■ **Problem to work on**
List every line of the material below that contains the word "blurred".

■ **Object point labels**
"""
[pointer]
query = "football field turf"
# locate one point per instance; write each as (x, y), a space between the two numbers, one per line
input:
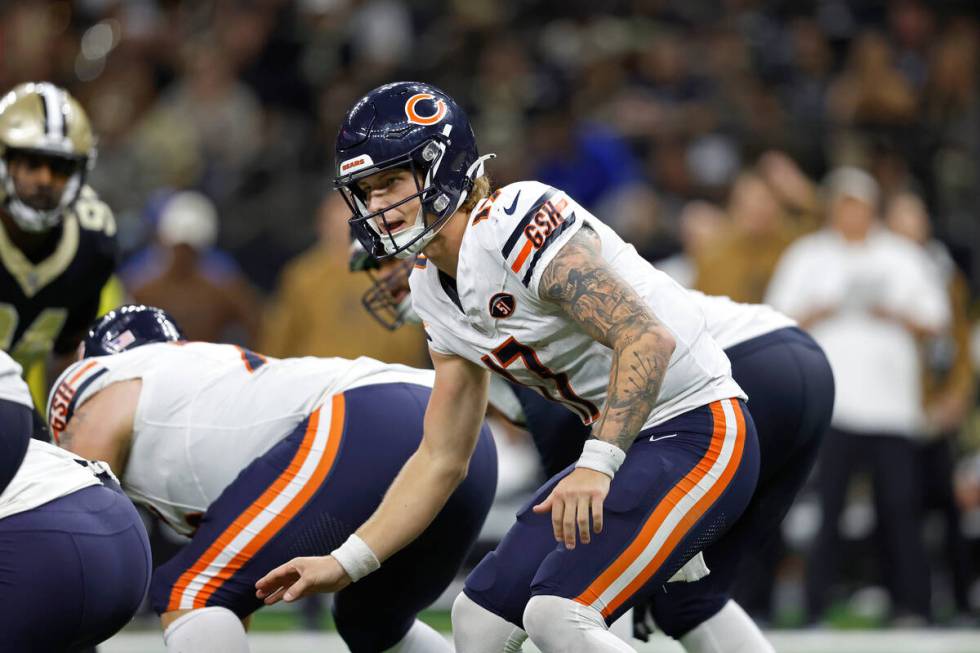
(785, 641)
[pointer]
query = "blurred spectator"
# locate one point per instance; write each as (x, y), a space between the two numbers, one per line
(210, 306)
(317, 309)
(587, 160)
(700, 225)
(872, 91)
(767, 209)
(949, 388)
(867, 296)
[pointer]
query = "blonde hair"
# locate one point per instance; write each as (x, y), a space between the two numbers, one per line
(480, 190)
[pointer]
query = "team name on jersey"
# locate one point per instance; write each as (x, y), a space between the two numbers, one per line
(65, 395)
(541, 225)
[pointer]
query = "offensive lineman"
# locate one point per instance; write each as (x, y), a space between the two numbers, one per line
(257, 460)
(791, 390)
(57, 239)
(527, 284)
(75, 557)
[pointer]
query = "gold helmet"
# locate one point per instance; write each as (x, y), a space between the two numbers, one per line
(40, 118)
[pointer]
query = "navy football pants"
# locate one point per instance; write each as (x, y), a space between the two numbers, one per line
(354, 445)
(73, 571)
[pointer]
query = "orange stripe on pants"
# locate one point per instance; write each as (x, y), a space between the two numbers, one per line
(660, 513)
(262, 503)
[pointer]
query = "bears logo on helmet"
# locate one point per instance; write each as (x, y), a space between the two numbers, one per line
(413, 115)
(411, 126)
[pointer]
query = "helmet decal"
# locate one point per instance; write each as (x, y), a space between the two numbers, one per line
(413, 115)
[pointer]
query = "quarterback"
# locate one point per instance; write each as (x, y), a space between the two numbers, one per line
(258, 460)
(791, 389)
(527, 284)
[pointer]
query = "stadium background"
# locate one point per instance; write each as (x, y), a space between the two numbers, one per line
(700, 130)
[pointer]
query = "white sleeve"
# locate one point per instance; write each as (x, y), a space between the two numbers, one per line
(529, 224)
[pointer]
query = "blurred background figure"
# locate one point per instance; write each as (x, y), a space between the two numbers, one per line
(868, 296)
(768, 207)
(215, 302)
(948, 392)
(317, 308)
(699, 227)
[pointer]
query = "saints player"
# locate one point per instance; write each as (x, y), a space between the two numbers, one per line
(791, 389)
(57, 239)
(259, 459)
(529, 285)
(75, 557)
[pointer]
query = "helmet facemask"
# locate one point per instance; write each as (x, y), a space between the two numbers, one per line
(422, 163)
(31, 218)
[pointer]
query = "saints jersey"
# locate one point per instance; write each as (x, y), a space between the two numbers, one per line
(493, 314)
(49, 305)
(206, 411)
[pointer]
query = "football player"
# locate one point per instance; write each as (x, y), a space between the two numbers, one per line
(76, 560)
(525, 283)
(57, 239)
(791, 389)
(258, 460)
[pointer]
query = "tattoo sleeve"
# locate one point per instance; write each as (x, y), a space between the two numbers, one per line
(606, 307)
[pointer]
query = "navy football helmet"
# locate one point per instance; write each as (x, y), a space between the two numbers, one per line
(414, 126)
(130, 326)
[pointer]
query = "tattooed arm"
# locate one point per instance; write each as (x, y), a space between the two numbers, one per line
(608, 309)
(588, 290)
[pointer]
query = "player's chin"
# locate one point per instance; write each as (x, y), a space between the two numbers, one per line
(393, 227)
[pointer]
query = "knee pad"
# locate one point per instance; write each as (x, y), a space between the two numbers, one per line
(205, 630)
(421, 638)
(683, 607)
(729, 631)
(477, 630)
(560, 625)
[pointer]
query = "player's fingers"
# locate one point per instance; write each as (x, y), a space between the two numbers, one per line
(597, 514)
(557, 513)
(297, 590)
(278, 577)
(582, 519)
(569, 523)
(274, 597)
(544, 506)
"""
■ **Solution to the problem**
query = "blurred spectator"
query = "blurred background figure"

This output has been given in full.